* _Task directions_:
Count the lines in the data below that contain the string "pixels", with case counting, and reply with only that number.

BEGIN Information provided

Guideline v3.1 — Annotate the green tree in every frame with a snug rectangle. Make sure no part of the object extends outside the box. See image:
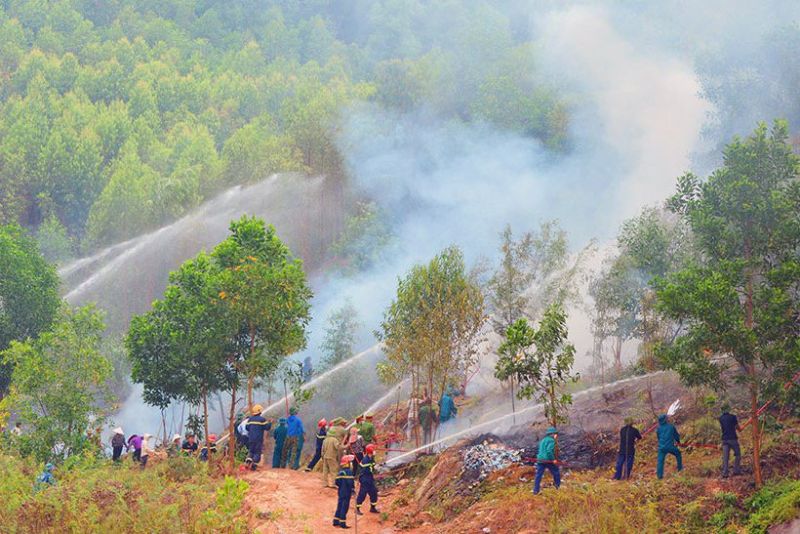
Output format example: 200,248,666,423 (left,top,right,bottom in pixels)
656,121,800,486
495,304,578,426
0,305,113,461
0,225,61,396
376,246,486,414
319,301,360,369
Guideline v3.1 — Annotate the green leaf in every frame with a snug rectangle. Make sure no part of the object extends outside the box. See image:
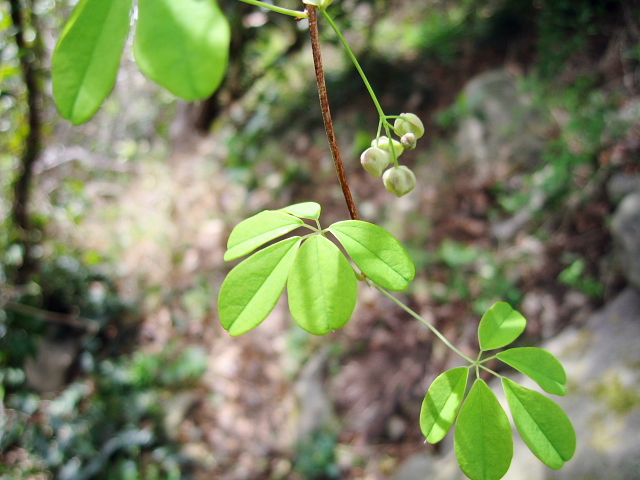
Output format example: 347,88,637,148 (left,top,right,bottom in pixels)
420,367,469,443
133,0,230,101
218,237,301,337
329,220,416,291
478,302,527,350
454,379,513,480
280,202,322,220
287,235,358,335
497,347,567,395
502,378,576,470
51,0,132,125
224,210,304,260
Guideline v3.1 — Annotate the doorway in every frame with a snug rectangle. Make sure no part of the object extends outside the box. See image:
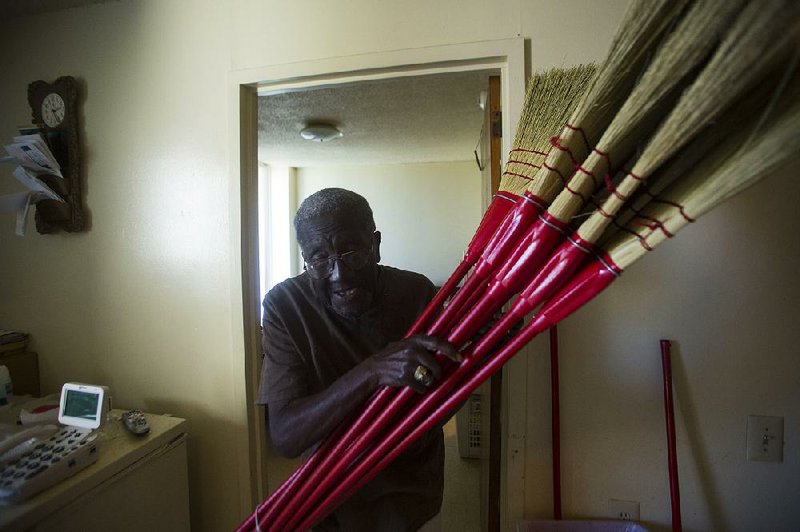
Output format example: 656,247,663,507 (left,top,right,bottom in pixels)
234,39,525,520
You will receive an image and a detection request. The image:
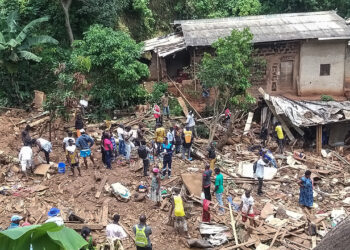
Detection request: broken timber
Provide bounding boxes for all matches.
[259,88,295,142]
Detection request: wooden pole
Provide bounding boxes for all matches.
[316,125,322,155]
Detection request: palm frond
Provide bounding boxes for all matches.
[19,35,58,49]
[19,50,41,62]
[16,16,50,44]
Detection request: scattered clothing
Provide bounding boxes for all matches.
[299,176,314,207]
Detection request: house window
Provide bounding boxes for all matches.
[320,64,331,76]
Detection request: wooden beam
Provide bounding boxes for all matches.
[259,88,295,142]
[95,176,108,199]
[316,125,322,155]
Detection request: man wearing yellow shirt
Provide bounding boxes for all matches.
[154,123,165,155]
[275,122,284,154]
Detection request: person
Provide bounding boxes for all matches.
[153,103,161,124]
[124,126,133,164]
[239,190,254,226]
[117,124,126,156]
[137,141,151,176]
[169,191,189,238]
[132,215,152,250]
[224,108,231,126]
[202,164,212,201]
[298,170,314,209]
[161,93,170,119]
[255,158,269,196]
[18,145,33,179]
[66,139,81,176]
[80,227,94,250]
[35,138,52,164]
[259,148,277,168]
[166,127,175,145]
[103,133,113,169]
[7,214,23,229]
[260,126,269,147]
[45,207,64,226]
[214,168,225,215]
[75,129,95,169]
[154,123,165,156]
[162,137,173,179]
[62,131,75,152]
[109,129,117,162]
[208,142,216,171]
[182,126,193,161]
[75,114,84,138]
[21,124,32,146]
[149,168,160,207]
[106,214,128,241]
[186,110,196,134]
[175,126,182,154]
[275,122,284,154]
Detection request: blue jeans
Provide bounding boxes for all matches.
[163,106,170,115]
[119,140,126,156]
[103,150,112,169]
[215,193,225,213]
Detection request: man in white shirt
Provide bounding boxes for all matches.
[18,146,33,178]
[239,190,254,226]
[255,158,269,195]
[45,207,64,226]
[106,214,128,249]
[62,131,75,152]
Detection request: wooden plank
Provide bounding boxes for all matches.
[270,227,281,248]
[101,198,110,226]
[316,125,322,155]
[95,176,108,199]
[34,164,50,176]
[177,96,188,117]
[259,88,295,142]
[64,223,104,230]
[243,112,254,135]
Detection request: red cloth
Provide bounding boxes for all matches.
[103,139,113,151]
[202,199,210,222]
[153,104,160,119]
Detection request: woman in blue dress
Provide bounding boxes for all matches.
[298,170,314,208]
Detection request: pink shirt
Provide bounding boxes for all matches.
[103,139,113,151]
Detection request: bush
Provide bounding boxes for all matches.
[149,82,168,105]
[321,95,334,102]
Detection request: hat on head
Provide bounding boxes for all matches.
[47,207,60,217]
[11,214,23,222]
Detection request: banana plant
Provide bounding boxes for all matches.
[0,11,58,74]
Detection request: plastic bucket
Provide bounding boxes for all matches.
[58,162,66,174]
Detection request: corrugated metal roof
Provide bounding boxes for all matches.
[144,34,187,57]
[174,11,350,46]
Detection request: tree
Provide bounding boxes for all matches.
[71,25,149,114]
[0,222,88,250]
[198,29,254,146]
[0,11,58,97]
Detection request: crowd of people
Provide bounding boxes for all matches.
[9,94,313,250]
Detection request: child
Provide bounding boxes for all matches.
[66,139,81,176]
[18,146,33,179]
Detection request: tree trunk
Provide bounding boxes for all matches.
[217,117,234,151]
[60,0,74,45]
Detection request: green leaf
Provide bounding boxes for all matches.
[19,50,41,62]
[16,16,50,44]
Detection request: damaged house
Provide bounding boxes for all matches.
[145,11,350,152]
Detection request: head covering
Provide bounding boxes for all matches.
[11,214,23,222]
[47,207,60,217]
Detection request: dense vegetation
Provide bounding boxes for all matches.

END Information provided

* _In response_:
3